__Exercise requirements__.
1. Reproduce the District Attorney's Office passage below verbatim, in full.
2. Locate each line in the entries that contains the string "rifle", and copy every such line.

__Document extract__.

Had I been less politically naive, I might have seen it coming.  The philosophy in the District Attorney's Office when I joined it was clearly segued to Lakers' fans who had graduated from USC or UCLA, were unabashedly masculine, and had confused  Annie Oakley for Betty Hutton, who played her in the movie and probably never shot a live round in her lifetime; nor, I suspect,  had they. I did not learn until I  hired in that the office was operating under a consent decree; increasing the number of  women lawyers was a mandate.  That did not mean the idea was universally popular, or so I was eventually informed by my own supervisor who indicated he was not accustomed to the idea of women in the courtroom.

The term politically correct was not yet in use. Hillary Clinton would have been appalled to know there was an unwritten prohibition against women lawyers wearing pantsuits  in court. In applying for a CCW I had performed an action flagrantly in violation of the image the administration had of what a new female deputy might do. Said the DA when he finally called to scold me personally, the way for a deputy TO assure his or her own personal safety was to be a tougher prosecutor. Yet, I never  knew a lawyer whose trial stats did the job of a Kevlar vest.  And there was reason behind my request.

__Extracted data__.
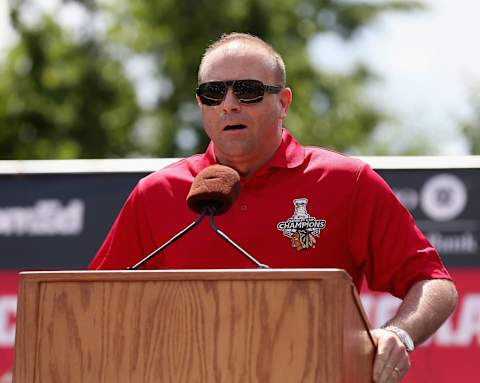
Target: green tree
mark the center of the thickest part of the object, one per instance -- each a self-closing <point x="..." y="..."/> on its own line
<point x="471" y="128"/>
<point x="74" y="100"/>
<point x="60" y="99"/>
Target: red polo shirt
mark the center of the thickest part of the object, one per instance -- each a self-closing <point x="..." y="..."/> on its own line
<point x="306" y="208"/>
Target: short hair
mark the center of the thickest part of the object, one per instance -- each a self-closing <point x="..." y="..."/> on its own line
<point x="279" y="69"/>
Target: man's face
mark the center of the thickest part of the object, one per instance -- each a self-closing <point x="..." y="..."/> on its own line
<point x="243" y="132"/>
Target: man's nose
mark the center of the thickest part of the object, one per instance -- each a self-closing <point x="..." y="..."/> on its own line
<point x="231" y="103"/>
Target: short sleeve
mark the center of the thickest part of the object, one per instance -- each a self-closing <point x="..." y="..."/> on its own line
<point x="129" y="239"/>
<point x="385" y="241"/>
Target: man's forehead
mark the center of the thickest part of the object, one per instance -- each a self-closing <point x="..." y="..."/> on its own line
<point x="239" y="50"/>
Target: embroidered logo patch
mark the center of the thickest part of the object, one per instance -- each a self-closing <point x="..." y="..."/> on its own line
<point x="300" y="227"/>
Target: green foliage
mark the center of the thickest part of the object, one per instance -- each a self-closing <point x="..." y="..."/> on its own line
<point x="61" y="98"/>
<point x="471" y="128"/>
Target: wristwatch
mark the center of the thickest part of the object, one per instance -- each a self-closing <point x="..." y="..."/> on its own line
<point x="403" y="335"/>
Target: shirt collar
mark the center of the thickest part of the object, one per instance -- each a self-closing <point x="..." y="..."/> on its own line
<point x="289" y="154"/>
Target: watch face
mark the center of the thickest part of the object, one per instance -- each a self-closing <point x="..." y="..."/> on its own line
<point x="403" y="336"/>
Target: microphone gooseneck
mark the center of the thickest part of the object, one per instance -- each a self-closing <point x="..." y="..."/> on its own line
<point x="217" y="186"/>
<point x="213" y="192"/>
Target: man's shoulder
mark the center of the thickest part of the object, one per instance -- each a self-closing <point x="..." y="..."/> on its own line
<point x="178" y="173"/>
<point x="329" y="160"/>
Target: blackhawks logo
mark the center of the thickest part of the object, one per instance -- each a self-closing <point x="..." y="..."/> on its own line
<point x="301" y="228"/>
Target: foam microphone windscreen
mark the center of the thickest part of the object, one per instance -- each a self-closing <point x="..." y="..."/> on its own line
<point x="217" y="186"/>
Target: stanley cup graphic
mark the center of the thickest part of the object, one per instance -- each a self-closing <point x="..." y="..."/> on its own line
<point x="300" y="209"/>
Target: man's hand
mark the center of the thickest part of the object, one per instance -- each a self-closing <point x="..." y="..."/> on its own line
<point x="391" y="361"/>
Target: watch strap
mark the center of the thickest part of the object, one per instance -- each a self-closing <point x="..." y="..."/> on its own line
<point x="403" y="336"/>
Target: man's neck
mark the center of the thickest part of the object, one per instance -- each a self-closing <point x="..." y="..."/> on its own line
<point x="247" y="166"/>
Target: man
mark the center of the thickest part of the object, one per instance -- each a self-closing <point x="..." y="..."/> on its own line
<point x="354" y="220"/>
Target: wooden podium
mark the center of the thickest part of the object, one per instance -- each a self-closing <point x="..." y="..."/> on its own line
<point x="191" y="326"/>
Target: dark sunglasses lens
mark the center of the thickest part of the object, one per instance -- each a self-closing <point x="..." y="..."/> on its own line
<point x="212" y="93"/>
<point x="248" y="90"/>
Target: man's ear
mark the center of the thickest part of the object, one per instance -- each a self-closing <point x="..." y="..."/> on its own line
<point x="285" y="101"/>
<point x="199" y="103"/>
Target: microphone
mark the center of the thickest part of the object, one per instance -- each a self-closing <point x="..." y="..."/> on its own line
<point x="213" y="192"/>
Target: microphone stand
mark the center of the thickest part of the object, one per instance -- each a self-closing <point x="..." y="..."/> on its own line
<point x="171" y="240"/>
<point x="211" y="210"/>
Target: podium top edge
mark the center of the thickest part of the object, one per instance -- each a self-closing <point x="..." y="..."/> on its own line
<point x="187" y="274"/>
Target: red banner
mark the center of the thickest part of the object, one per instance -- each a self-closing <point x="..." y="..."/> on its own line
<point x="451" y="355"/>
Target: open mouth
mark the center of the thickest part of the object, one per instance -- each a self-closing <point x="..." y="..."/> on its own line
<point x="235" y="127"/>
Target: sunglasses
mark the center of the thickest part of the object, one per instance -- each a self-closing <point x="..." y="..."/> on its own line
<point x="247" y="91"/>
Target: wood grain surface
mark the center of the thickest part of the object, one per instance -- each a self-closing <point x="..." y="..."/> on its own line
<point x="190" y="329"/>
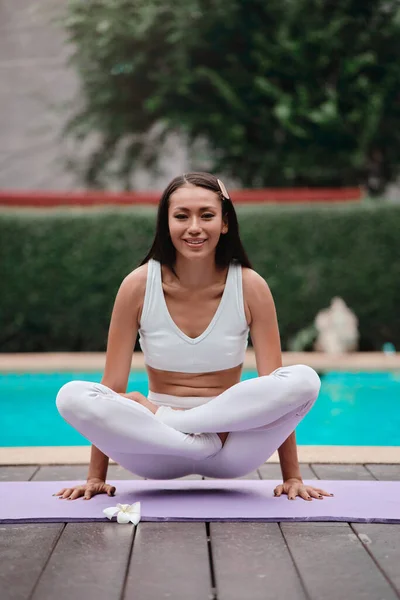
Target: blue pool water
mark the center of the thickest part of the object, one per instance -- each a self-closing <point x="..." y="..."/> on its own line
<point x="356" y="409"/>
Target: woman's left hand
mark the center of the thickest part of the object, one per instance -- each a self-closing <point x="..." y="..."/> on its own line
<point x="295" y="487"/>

---

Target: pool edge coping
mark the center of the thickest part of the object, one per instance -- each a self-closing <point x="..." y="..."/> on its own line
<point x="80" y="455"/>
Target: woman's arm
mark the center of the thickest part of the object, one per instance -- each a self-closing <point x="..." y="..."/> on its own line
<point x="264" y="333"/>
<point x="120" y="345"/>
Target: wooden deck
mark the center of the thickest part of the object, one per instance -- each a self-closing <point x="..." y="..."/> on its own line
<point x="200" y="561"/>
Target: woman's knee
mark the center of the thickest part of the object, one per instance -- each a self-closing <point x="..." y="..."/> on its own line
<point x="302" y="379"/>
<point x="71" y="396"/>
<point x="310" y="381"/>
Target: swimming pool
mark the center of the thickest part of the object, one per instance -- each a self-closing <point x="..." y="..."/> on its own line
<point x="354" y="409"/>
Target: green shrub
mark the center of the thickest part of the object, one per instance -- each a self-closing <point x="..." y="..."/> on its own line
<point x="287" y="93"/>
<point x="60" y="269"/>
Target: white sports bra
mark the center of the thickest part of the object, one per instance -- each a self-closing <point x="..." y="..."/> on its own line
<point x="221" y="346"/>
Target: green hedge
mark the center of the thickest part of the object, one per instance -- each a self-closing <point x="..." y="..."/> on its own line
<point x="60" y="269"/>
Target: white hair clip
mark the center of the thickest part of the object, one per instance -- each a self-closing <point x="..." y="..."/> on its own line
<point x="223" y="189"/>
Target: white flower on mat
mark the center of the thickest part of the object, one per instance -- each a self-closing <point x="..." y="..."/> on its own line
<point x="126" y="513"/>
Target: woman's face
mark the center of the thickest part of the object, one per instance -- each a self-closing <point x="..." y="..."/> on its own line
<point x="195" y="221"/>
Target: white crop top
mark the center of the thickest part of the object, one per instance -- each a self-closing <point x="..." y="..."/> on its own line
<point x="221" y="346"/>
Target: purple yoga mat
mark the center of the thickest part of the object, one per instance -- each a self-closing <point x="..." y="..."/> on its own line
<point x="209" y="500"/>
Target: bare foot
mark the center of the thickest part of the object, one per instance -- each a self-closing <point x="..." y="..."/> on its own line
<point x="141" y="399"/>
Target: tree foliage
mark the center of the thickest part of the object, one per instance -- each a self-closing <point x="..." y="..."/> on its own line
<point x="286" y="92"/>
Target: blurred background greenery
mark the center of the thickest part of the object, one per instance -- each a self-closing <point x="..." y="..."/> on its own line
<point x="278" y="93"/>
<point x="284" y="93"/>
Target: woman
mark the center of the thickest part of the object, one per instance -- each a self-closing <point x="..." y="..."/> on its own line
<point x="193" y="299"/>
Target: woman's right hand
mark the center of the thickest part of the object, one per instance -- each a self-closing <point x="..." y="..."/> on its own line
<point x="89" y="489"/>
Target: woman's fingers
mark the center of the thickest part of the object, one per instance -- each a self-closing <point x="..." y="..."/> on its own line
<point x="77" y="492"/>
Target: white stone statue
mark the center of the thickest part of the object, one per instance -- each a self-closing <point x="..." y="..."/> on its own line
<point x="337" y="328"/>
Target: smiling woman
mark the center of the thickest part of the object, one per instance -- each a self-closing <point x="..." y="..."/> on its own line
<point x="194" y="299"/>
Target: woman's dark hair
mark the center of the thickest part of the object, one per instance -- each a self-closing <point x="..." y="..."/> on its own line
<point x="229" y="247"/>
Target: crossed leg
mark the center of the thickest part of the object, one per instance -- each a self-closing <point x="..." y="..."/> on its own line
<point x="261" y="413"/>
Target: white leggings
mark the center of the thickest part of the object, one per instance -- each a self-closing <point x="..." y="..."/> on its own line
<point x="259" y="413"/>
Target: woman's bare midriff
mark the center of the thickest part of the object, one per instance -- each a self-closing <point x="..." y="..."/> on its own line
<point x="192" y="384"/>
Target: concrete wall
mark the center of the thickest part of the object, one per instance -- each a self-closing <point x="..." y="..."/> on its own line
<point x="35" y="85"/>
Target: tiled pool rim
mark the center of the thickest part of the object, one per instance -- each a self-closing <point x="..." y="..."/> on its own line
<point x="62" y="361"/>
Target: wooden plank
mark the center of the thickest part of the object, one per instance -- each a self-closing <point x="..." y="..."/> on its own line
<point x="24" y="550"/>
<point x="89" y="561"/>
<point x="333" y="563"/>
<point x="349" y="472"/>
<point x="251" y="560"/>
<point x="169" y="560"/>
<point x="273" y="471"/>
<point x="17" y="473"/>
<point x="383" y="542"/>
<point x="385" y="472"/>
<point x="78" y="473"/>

...

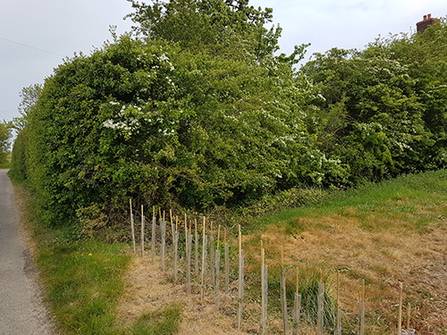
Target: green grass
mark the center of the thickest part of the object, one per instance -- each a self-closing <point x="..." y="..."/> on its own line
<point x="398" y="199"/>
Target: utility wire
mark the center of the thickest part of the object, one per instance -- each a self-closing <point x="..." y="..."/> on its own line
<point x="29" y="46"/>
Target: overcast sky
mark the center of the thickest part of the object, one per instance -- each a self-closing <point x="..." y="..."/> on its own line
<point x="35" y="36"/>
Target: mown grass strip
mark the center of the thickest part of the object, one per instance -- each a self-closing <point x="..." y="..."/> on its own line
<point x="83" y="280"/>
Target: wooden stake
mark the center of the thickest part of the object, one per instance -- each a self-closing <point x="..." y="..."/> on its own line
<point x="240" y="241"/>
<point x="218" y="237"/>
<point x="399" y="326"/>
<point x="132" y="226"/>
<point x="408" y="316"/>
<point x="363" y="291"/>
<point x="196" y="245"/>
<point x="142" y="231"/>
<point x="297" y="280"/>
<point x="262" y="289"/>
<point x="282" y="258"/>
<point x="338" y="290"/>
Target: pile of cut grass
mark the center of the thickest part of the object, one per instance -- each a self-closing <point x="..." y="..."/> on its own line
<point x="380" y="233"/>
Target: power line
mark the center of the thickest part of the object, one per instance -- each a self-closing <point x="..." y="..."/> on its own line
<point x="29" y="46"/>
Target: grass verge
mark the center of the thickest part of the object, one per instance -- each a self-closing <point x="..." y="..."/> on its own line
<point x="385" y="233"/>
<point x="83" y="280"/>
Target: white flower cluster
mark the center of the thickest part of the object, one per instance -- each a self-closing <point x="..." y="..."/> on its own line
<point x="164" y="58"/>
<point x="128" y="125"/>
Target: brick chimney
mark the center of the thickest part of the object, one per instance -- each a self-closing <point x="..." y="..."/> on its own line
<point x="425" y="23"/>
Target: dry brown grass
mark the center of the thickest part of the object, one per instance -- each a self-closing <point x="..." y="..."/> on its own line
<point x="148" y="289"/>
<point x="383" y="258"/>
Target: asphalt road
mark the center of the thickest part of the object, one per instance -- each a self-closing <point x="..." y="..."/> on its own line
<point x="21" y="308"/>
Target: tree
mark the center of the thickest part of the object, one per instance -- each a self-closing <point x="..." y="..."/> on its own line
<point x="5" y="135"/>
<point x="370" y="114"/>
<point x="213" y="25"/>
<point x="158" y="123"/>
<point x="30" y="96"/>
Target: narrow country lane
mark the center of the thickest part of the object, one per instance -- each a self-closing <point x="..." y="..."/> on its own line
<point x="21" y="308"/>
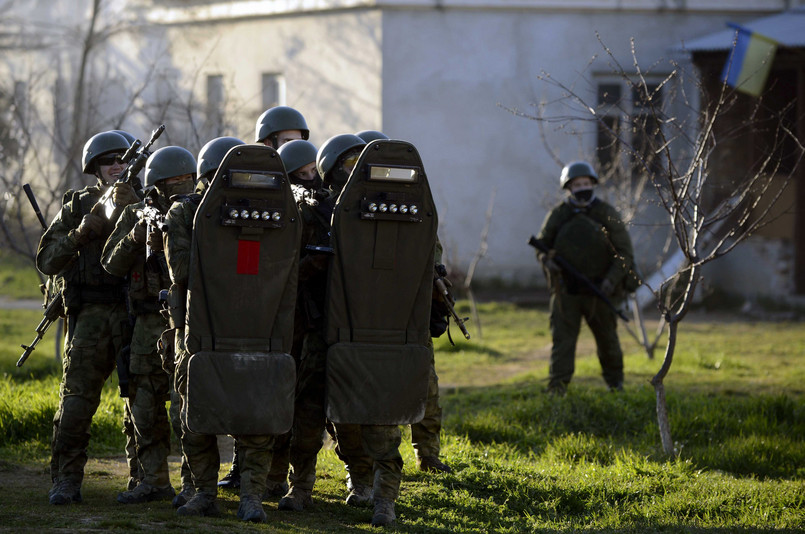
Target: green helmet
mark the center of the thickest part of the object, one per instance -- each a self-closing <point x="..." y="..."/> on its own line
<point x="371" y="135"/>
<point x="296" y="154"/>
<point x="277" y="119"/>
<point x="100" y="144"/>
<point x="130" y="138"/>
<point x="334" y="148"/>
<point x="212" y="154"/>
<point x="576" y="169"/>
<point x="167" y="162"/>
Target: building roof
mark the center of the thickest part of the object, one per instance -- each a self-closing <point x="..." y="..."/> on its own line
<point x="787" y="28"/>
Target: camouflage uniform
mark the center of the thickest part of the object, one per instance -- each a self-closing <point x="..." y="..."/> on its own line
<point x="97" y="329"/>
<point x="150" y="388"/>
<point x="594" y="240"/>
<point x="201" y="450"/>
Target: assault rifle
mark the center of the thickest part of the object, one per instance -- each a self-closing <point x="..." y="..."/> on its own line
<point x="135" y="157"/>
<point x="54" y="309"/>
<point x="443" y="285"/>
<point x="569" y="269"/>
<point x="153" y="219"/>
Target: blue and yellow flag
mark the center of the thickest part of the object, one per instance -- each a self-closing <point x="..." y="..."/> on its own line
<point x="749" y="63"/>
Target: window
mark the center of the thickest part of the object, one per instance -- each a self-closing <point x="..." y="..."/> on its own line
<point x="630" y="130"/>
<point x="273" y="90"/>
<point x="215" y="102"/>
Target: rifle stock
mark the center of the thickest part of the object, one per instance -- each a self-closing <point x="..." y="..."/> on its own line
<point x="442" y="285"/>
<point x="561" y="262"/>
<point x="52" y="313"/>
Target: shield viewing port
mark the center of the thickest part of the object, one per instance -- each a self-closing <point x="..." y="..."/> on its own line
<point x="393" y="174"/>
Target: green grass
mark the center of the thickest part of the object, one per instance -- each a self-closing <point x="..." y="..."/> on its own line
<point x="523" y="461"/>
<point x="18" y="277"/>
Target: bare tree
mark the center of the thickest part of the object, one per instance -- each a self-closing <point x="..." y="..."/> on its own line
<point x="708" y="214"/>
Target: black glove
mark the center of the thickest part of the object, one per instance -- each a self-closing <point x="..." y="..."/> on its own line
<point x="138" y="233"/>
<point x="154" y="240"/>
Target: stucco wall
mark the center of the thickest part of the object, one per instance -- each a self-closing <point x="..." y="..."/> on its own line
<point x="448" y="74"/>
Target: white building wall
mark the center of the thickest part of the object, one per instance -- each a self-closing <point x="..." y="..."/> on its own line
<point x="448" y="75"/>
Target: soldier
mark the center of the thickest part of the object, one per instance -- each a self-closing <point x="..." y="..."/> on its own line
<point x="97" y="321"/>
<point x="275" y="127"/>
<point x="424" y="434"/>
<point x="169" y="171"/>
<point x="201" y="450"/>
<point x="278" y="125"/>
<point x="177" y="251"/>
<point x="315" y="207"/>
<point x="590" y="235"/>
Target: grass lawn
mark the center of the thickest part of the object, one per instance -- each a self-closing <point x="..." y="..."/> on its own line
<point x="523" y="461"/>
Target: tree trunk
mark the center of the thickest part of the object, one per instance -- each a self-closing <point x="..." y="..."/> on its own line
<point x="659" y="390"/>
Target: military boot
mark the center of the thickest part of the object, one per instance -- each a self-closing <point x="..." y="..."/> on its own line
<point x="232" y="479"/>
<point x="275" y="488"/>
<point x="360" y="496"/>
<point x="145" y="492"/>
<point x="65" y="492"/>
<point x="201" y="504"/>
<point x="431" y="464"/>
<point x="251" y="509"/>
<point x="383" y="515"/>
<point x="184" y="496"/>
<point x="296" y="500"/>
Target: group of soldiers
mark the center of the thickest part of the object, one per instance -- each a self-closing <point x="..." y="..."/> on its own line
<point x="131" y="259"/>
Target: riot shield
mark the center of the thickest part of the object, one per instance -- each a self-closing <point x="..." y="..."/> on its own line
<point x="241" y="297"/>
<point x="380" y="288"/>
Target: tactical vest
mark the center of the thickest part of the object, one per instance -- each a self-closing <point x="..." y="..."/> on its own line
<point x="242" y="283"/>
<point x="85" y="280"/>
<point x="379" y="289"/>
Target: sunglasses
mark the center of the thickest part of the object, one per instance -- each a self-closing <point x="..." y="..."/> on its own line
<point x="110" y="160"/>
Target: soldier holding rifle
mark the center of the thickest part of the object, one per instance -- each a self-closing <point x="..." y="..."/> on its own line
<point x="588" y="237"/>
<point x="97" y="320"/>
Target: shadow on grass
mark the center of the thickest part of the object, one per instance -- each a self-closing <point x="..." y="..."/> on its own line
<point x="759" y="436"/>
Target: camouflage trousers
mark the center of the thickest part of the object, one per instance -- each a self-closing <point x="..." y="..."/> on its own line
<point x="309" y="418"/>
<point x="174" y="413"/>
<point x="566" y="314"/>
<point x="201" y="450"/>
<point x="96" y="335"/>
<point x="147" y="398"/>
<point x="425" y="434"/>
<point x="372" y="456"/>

__Per-task outputs__.
1.
Had I been less politically naive, I might have seen it coming.  The philosophy in the District Attorney's Office when I joined it was clearly segued to Lakers' fans who had graduated from USC or UCLA, were unabashedly masculine, and had confused  Annie Oakley for Betty Hutton, who played her in the movie and probably never shot a live round in her lifetime; nor, I suspect,  had they. I did not learn until I  hired in that the office was operating under a consent decree; increasing the number of  women lawyers was a mandate.  That did not mean the idea was universally popular, or so I was eventually informed by my own supervisor who indicated he was not accustomed to the idea of women in the courtroom.

The term politically correct was not yet in use. Hillary Clinton would have been appalled to know there was an unwritten prohibition against women lawyers wearing pantsuits  in court. In applying for a CCW I had performed an action flagrantly in violation of the image the administration had of what a new female deputy might do. Said the DA when he finally called to scold me personally, the way for a deputy TO assure his or her own personal safety was to be a tougher prosecutor. Yet, I never  knew a lawyer whose trial stats did the job of a Kevlar vest.  And there was reason behind my request.

2.
Target: assault rifle
Target: rifle stock
Target: soldier holding rifle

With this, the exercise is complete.